With the first line below as the start and the line containing "target | gravel ground" as the end, copy every line between them exactly, ends included.

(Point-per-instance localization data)
■ ■ ■ ■ ■
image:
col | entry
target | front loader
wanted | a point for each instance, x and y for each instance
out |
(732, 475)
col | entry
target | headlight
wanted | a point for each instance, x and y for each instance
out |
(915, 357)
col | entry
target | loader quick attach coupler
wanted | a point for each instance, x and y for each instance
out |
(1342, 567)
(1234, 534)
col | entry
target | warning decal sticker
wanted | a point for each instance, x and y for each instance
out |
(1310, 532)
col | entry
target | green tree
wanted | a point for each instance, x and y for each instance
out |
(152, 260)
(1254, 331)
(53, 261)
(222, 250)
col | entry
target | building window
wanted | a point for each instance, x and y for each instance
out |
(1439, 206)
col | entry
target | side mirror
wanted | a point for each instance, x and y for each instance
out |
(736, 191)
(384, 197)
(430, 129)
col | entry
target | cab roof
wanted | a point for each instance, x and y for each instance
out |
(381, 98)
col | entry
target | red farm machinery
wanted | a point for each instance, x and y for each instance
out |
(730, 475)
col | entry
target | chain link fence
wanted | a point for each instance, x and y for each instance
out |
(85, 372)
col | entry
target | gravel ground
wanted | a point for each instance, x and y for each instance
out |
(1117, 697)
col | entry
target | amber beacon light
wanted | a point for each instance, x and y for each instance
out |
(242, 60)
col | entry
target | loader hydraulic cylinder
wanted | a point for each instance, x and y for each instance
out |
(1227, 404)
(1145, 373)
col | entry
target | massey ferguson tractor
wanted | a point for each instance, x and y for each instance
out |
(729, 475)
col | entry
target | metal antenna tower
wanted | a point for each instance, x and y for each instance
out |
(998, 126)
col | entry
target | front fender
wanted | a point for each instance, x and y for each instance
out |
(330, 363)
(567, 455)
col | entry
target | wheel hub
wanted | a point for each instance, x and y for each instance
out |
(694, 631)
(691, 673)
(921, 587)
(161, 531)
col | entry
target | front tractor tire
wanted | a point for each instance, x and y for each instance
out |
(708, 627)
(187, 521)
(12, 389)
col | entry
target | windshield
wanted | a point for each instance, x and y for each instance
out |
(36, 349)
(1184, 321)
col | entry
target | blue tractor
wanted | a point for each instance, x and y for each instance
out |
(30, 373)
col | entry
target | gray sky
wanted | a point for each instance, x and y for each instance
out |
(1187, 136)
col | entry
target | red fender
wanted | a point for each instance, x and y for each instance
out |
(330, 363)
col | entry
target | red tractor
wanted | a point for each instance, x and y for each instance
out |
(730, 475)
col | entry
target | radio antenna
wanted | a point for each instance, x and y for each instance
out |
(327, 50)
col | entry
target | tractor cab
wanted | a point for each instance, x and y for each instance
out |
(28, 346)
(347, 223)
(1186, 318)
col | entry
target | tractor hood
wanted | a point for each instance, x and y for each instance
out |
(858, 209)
■ ■ ■ ■ ■
**ANSWER TO THE PROBLEM**
image:
col | entry
target | front loader
wanted | a point for each instance, x and y for each instance
out |
(732, 475)
col | entry
target | headlight
wanted | a point for each instance, x and y for each instance
out |
(915, 357)
col | entry
target | loader quick attach coupler
wanted | a point for each instance, x and y for each instance
out |
(1342, 567)
(1234, 534)
col | entry
target | warning decal sticker
wanted | a point for each instance, x and y for each instance
out |
(1310, 532)
col | entry
target | green tree
wanted | a point for each instance, x and y for each instance
out |
(152, 260)
(1254, 331)
(53, 261)
(222, 250)
col | entry
target | building window
wanted | a point for each instance, x and y for each instance
out |
(1439, 206)
col | entry
target | side mirror
wanted | a point for each instance, x and y for each instance
out |
(736, 191)
(384, 197)
(430, 129)
col | entry
target | cab roof
wanted | a point for each instance, x and y for each instance
out |
(381, 98)
col | entry
target | red farm machinery
wanted | a point for each instance, x and y for each instance
out |
(730, 475)
col | entry
target | chain link fence
wanted | a point for each instance, x and y for each instance
out |
(85, 372)
col | entry
target | gravel ground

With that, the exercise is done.